Copy out all the entries below, word for word.

Records contained in a dataset
____________

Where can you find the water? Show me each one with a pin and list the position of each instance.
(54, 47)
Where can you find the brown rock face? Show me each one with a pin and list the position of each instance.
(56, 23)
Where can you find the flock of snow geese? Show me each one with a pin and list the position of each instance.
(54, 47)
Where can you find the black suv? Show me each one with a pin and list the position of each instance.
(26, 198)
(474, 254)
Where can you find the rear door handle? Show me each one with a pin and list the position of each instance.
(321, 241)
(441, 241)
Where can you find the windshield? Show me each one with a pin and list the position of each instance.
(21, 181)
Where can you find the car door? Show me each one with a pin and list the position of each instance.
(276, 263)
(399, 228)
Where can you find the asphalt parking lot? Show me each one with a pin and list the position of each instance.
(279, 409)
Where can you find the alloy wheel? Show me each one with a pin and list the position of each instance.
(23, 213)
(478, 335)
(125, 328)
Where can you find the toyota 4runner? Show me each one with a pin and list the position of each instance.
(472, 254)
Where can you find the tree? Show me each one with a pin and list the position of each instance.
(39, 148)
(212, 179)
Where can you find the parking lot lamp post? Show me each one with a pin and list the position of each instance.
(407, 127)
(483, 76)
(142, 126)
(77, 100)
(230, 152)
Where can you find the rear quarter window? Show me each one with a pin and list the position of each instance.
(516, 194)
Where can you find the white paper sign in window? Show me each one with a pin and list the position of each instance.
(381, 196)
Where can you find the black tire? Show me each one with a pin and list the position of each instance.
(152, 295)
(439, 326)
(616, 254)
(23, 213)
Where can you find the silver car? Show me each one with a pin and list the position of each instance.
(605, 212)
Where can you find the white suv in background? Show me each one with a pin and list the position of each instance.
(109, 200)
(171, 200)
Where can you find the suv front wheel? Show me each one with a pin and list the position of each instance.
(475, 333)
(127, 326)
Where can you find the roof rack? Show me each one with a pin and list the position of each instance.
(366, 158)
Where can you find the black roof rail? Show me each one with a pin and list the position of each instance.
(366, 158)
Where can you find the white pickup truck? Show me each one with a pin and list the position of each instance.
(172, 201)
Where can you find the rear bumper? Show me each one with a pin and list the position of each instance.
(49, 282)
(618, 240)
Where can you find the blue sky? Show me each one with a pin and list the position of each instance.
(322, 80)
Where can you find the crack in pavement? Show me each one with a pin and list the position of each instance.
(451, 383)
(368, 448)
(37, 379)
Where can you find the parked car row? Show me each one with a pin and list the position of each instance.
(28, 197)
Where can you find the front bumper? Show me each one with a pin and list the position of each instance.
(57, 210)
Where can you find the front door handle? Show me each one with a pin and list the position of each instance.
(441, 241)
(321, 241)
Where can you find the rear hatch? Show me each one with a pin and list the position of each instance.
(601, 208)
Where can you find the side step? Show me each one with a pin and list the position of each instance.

____________

* **Written reply**:
Where can you find the water? Show me each one with a pin and list the position of each instance.
(54, 47)
Where can you find the brown rock face? Show me each one with a pin and list the position of each instance.
(56, 23)
Where can you find the flock of snow geese? Show me each one with a pin and list the position of each instance.
(54, 47)
Where can you find the black suv? Show me each one with a pin and list the position of each instance.
(26, 198)
(474, 254)
Where can you find the rear door handle? Show me each one with a pin and list the position of each instance.
(321, 241)
(441, 241)
Where can you find the windshield? Show me each one with a pin and list the position of each instance.
(21, 181)
Where can you find the car door? Show me each one with a pin and list the position of each instance.
(276, 263)
(399, 228)
Where can you find the asphalt parking lot? Show me each one with a pin and list the position of each instance.
(279, 409)
Where can you find the alloy wheel? Show me each one with a pin and list the position of each instance.
(23, 213)
(478, 335)
(125, 328)
Where can you find the toyota 4runner? Show me each one with a pin and list the position of each instance.
(472, 254)
Where can you find the tree? Show me each one with a pin and list the position of each instance.
(39, 148)
(212, 179)
Where can you find the parking lot lamp post? Show me each one with a pin and list the position of each instance.
(407, 127)
(483, 76)
(142, 126)
(77, 100)
(230, 152)
Where can you find the rear quarter window? Show me each one with a pin and list the position of each instance.
(516, 194)
Where can you find the white paper sign in window? Show me each one with a pin and list the position of each instance.
(381, 196)
Where can you find the black tire? Show me each one with a pin and list the position of each instance.
(152, 295)
(439, 326)
(616, 254)
(23, 213)
Where can you find the silver car? Show me each one with a pin and list the position of each instance.
(605, 212)
Where can you find the white suv in background? Show me each one with a pin and list the position of each instance.
(109, 200)
(171, 200)
Where can you find the suv front wheel? Show me each one with a pin and list the position of each instance.
(475, 333)
(127, 326)
Where can you find the roof rack? Show me each one with a pin and list the position of each instance.
(366, 158)
Where can you find the black roof rail? Show me each one with a pin and list the position of each instance.
(366, 158)
Where can you find the white pickup truck? Show me each one with a pin and list the position of each instance.
(172, 201)
Where can you find the rear bumper? Show me each one with a pin and list the position of each instance.
(49, 282)
(618, 240)
Where can you find the blue sky? Show me each one with a pin and list the position of each instance.
(322, 80)
Where can you find the crack in pavement? Show me each one with a pin and list the position of each instance.
(451, 383)
(368, 448)
(37, 379)
Where can you find the parked car row? Show me each one with a pin and list the position of each instance.
(28, 197)
Where can you find the front bumper? Show me each one with a pin and list the position of each instance.
(57, 210)
Where can you find the front door handle? Show me each one with a pin and list the position of each instance.
(441, 241)
(321, 241)
Where can you find the rear hatch? Show me each one with a pin and list the position of each instance.
(601, 208)
Where can you find the side step? Show me each one with a pin and list the position of each instance.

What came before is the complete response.